**Extract provided**
((

December 9 2020  |  Catering

ACA, IFSA give update on joint catering standard to be released in early 2021

By Rick Lundstrom

Clockwise from left top, Ulrike Enneking, Sandra Pineau-Boddison, Stephen Kingsley, Vanessa Lindstrom and Adam Simmonson

Airline caterers can expect to move into the new year with determination and a new volume of standards with two associations set to launch a joint set of worldwide guidelines early next year.

The passion and resiliency to emerge from the pandemic came through in one of the final sessions of FTE APEX Virtual Expo. The panel discussion entitled Inflight catering evolution according to ACA & IFSA, focused on a new volume of COVID-19 catering guidelines that is nearly complete. Also, panelists discussed a shared determination that will be needed throughout the new year, as vaccinations roll out worldwide and the public gains more confidence to travel.

“It has been a devastating blow, but this is a very resilient business and it will come back,” said Stephen Kingsley, Executive Vice President – Strategic Development at Flying Food Group and the new President of the International Flight Services Association (IFSA).

))

**Directions**
[1] According to the catering article, what is Stephen Kingsley's new position at the International Flight Services Association?
[2] Echo the catering article word for word, from "By Rick Lundstrom" up to and including "confidence to travel.".
The rows are separate material and are not part of the catering article.

**Data section**
((

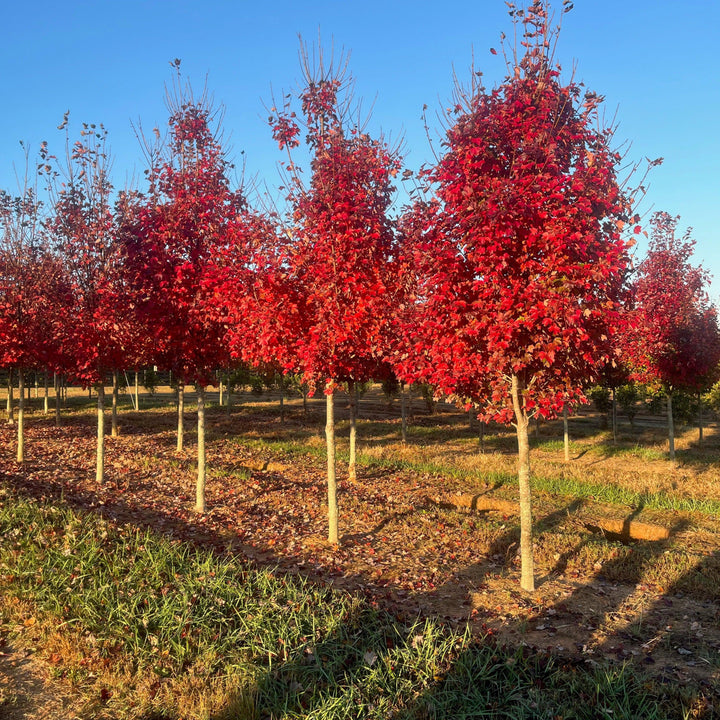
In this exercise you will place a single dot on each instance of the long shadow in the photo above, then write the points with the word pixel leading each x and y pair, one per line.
pixel 511 682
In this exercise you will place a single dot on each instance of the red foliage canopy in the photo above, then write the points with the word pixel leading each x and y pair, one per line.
pixel 334 284
pixel 33 288
pixel 519 255
pixel 173 240
pixel 83 225
pixel 673 338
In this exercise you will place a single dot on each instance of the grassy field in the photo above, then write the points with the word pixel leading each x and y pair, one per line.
pixel 135 607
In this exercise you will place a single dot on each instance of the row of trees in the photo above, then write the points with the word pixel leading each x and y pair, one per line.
pixel 505 284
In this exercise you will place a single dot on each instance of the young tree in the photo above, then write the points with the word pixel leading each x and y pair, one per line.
pixel 519 254
pixel 673 338
pixel 334 283
pixel 83 226
pixel 32 293
pixel 180 227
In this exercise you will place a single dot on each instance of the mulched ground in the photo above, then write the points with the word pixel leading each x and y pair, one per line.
pixel 403 543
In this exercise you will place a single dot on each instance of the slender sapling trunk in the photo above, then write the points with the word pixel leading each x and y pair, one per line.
pixel 10 404
pixel 46 403
pixel 700 420
pixel 114 428
pixel 403 414
pixel 21 417
pixel 181 416
pixel 332 485
pixel 100 464
pixel 58 399
pixel 527 572
pixel 671 428
pixel 352 466
pixel 200 487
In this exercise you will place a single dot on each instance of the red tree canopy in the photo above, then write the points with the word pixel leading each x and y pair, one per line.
pixel 673 339
pixel 180 228
pixel 34 294
pixel 337 272
pixel 519 254
pixel 83 226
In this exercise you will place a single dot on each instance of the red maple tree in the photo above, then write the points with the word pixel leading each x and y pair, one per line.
pixel 672 340
pixel 83 227
pixel 33 294
pixel 334 282
pixel 519 253
pixel 174 236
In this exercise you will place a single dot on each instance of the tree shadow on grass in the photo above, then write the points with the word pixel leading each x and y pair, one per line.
pixel 374 665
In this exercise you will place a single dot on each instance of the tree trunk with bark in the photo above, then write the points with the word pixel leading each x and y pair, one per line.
pixel 352 464
pixel 10 404
pixel 527 572
pixel 58 399
pixel 181 416
pixel 100 464
pixel 21 416
pixel 113 419
pixel 700 421
pixel 671 427
pixel 403 414
pixel 200 486
pixel 332 484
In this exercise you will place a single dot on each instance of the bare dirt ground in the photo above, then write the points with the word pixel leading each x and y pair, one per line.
pixel 409 541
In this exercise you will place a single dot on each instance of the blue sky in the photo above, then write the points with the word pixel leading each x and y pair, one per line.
pixel 108 62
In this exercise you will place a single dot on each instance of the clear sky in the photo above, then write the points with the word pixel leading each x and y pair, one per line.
pixel 107 61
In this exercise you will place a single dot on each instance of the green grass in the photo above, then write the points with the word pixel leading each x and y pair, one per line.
pixel 561 485
pixel 181 620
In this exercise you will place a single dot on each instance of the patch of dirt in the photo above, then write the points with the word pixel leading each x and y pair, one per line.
pixel 27 692
pixel 406 543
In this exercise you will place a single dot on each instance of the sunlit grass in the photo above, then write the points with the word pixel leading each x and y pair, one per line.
pixel 145 626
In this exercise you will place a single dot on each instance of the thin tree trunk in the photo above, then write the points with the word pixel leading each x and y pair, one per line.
pixel 671 428
pixel 700 420
pixel 200 487
pixel 58 399
pixel 181 416
pixel 352 466
pixel 100 465
pixel 332 485
pixel 10 404
pixel 527 572
pixel 21 416
pixel 403 414
pixel 114 428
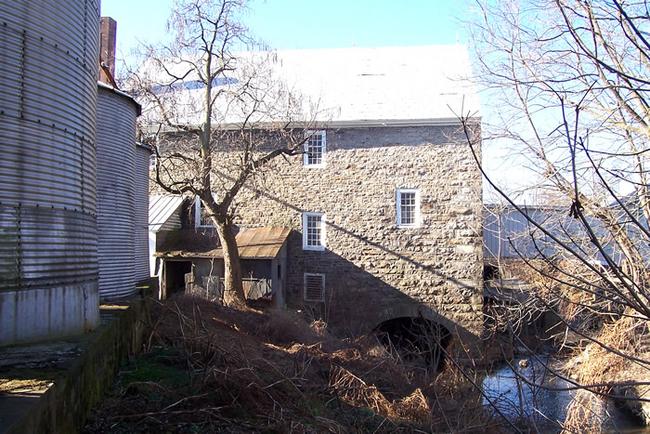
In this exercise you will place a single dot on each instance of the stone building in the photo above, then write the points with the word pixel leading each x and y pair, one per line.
pixel 384 206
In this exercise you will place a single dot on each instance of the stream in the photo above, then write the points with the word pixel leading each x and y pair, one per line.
pixel 538 408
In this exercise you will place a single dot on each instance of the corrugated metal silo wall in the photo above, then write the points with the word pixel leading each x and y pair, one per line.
pixel 116 150
pixel 142 154
pixel 48 233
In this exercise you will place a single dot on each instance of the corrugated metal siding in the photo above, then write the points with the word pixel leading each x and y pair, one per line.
pixel 48 236
pixel 141 235
pixel 116 148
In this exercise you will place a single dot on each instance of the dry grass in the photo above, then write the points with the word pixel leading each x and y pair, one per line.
pixel 242 370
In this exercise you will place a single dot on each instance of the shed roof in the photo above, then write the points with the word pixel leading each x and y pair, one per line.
pixel 161 207
pixel 255 243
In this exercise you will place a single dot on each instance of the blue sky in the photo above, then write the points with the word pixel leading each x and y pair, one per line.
pixel 286 24
pixel 290 24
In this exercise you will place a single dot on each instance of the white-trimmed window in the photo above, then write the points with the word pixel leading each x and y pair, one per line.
pixel 313 231
pixel 314 287
pixel 408 208
pixel 315 147
pixel 201 219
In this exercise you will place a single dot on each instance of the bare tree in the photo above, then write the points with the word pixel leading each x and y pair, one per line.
pixel 571 80
pixel 217 113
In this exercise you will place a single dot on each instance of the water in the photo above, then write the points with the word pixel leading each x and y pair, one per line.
pixel 524 396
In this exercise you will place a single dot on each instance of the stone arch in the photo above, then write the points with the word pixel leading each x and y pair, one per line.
pixel 416 338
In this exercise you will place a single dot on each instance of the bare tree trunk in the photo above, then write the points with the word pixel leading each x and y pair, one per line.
pixel 233 288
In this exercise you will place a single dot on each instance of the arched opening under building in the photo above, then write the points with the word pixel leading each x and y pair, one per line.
pixel 415 339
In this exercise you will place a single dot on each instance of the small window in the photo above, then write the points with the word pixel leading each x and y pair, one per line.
pixel 408 208
pixel 313 231
pixel 314 287
pixel 201 217
pixel 315 145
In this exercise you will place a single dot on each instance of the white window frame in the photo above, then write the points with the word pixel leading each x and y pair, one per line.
pixel 304 292
pixel 305 156
pixel 197 214
pixel 398 201
pixel 305 246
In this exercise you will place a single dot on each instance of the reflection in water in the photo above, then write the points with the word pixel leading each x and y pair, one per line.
pixel 538 408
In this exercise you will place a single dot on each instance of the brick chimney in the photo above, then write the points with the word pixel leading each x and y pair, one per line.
pixel 107 36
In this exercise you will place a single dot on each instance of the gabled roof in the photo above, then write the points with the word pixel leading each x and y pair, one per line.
pixel 355 87
pixel 256 243
pixel 261 243
pixel 161 208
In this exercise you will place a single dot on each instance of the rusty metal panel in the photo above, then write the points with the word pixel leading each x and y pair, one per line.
pixel 116 150
pixel 48 232
pixel 141 214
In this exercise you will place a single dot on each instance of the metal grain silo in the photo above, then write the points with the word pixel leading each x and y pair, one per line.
pixel 48 232
pixel 116 192
pixel 141 237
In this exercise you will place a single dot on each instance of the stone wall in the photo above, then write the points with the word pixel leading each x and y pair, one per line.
pixel 374 270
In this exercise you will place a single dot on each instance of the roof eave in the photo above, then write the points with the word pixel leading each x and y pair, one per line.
pixel 353 123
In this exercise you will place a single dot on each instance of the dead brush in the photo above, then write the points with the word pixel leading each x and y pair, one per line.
pixel 354 391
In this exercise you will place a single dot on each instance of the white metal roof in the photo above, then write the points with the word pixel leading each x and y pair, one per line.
pixel 346 86
pixel 161 207
pixel 383 84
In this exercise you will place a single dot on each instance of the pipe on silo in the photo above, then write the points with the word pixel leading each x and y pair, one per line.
pixel 48 231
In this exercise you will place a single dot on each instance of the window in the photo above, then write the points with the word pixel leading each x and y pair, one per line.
pixel 408 208
pixel 314 155
pixel 314 287
pixel 201 219
pixel 313 231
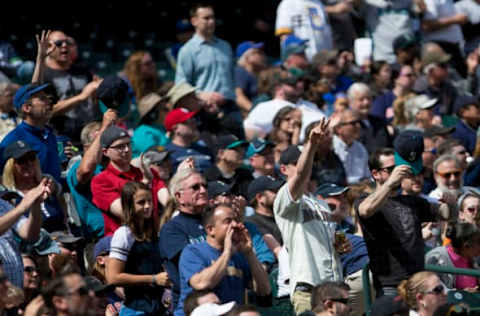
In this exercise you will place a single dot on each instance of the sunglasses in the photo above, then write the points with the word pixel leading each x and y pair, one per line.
pixel 30 269
pixel 456 174
pixel 59 43
pixel 439 289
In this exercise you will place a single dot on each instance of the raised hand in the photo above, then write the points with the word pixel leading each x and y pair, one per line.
pixel 42 44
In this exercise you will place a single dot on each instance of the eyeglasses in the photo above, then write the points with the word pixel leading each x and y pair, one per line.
pixel 121 147
pixel 82 291
pixel 388 169
pixel 30 269
pixel 59 43
pixel 439 289
pixel 455 173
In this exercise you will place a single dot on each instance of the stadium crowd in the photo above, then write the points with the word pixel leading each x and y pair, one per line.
pixel 245 187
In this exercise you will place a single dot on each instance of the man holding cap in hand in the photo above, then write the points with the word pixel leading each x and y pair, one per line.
pixel 391 223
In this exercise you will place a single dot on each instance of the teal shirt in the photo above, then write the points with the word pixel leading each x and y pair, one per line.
pixel 146 136
pixel 207 65
pixel 90 216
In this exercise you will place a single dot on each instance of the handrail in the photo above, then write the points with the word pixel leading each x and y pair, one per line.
pixel 428 267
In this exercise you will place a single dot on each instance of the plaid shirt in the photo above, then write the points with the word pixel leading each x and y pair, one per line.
pixel 10 258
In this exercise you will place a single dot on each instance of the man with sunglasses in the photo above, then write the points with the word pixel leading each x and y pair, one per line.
pixel 107 186
pixel 354 156
pixel 391 223
pixel 74 86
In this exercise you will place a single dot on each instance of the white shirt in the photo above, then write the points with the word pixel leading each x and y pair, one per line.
pixel 354 159
pixel 305 19
pixel 437 9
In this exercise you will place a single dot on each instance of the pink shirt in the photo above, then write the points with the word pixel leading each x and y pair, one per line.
pixel 461 281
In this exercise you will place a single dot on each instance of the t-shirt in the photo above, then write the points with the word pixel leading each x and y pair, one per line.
pixel 90 216
pixel 305 19
pixel 308 238
pixel 198 257
pixel 107 187
pixel 266 225
pixel 394 238
pixel 180 231
pixel 246 81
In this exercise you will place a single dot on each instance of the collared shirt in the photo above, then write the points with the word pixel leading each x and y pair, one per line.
pixel 107 187
pixel 10 258
pixel 354 159
pixel 207 65
pixel 42 140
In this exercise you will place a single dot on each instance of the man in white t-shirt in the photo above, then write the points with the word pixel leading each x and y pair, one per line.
pixel 302 220
pixel 306 19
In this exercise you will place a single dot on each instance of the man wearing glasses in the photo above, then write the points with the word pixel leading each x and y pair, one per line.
pixel 391 223
pixel 107 185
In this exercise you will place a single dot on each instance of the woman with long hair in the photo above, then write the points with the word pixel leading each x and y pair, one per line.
pixel 134 261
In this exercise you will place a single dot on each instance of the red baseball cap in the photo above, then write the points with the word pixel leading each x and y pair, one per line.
pixel 177 116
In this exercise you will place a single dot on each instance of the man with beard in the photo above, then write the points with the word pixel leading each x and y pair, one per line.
pixel 35 107
pixel 391 223
pixel 448 175
pixel 107 186
pixel 225 262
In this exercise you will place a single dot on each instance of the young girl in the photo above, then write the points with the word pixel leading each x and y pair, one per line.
pixel 134 261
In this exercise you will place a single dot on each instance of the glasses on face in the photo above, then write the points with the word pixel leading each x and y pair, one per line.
pixel 439 289
pixel 59 43
pixel 447 175
pixel 121 147
pixel 30 269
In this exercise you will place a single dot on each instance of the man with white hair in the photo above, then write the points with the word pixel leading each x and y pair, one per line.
pixel 374 133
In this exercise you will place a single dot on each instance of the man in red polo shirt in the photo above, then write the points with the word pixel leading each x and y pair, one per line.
pixel 107 185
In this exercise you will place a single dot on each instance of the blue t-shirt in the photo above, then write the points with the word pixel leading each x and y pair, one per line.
pixel 43 141
pixel 246 81
pixel 196 258
pixel 90 216
pixel 176 234
pixel 201 155
pixel 146 136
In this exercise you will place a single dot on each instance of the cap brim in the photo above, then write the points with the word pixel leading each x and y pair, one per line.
pixel 416 166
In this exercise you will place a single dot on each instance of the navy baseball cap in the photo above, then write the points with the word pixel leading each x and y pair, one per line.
pixel 257 145
pixel 261 184
pixel 244 46
pixel 26 92
pixel 409 149
pixel 113 93
pixel 331 189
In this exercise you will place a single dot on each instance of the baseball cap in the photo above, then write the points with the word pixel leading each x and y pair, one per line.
pixel 290 155
pixel 230 141
pixel 111 134
pixel 421 102
pixel 178 91
pixel 102 246
pixel 212 309
pixel 64 238
pixel 257 145
pixel 403 41
pixel 464 101
pixel 261 184
pixel 409 149
pixel 177 116
pixel 113 93
pixel 244 46
pixel 147 103
pixel 293 45
pixel 16 150
pixel 25 92
pixel 216 188
pixel 435 57
pixel 331 189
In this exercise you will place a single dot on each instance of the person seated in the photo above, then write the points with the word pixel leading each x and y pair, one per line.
pixel 225 262
pixel 461 253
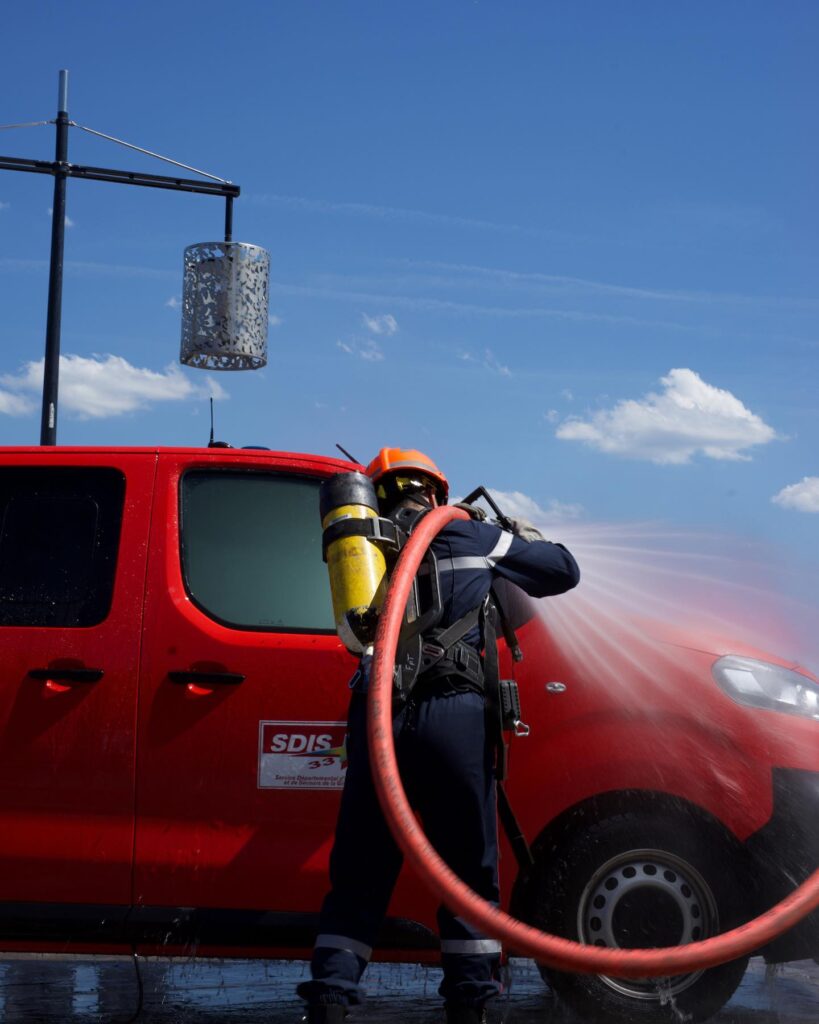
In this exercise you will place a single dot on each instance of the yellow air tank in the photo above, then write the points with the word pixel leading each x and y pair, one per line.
pixel 354 559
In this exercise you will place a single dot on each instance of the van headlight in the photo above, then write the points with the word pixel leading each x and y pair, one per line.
pixel 760 684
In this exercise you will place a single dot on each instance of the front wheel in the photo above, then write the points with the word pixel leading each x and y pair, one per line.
pixel 638 881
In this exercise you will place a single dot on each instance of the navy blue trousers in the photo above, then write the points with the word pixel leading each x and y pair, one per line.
pixel 445 760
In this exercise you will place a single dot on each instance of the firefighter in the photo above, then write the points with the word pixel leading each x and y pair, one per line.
pixel 445 753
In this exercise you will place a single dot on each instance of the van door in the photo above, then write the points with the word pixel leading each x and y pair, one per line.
pixel 73 548
pixel 243 693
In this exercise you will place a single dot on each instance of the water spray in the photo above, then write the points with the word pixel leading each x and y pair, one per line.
pixel 553 950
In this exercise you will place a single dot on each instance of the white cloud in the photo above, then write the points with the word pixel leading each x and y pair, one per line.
pixel 15 404
pixel 69 221
pixel 386 325
pixel 518 505
pixel 804 497
pixel 689 416
pixel 491 364
pixel 102 386
pixel 367 349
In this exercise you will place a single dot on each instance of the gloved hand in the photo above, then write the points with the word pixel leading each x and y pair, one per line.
pixel 524 529
pixel 474 511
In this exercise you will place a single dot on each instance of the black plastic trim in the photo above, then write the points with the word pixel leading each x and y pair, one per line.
pixel 188 927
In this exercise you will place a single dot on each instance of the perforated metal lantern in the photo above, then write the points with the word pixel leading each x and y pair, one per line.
pixel 224 306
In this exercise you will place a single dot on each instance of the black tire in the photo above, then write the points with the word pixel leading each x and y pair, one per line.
pixel 641 880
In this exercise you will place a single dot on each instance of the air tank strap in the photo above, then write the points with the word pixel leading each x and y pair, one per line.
pixel 379 529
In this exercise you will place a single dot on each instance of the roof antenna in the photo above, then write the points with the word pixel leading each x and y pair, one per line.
pixel 345 452
pixel 212 442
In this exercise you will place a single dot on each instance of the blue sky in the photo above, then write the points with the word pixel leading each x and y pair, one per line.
pixel 568 249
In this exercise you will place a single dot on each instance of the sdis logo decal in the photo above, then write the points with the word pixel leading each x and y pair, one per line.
pixel 302 755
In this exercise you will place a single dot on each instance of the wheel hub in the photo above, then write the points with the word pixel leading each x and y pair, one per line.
pixel 647 899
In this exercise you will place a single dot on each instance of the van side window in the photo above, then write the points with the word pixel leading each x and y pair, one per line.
pixel 58 541
pixel 251 547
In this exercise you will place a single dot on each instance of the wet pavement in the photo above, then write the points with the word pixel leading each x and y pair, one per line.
pixel 105 990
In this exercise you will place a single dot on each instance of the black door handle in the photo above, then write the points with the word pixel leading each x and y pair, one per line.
pixel 229 678
pixel 69 675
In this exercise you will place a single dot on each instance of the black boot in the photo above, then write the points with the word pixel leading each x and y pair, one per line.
pixel 459 1014
pixel 326 1013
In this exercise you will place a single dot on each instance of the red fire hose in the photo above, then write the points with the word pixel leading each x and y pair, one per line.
pixel 550 949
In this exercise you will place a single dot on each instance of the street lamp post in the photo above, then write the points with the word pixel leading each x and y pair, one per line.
pixel 48 421
pixel 61 170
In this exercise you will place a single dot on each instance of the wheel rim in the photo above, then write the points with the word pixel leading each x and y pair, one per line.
pixel 647 898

))

**Answers by item number**
[1] He is its new President.

[2]
By Rick Lundstrom

Clockwise from left top, Ulrike Enneking, Sandra Pineau-Boddison, Stephen Kingsley, Vanessa Lindstrom and Adam Simmonson

Airline caterers can expect to move into the new year with determination and a new volume of standards with two associations set to launch a joint set of worldwide guidelines early next year.

The passion and resiliency to emerge from the pandemic came through in one of the final sessions of FTE APEX Virtual Expo. The panel discussion entitled Inflight catering evolution according to ACA & IFSA, focused on a new volume of COVID-19 catering guidelines that is nearly complete. Also, panelists discussed a shared determination that will be needed throughout the new year, as vaccinations roll out worldwide and the public gains more confidence to travel.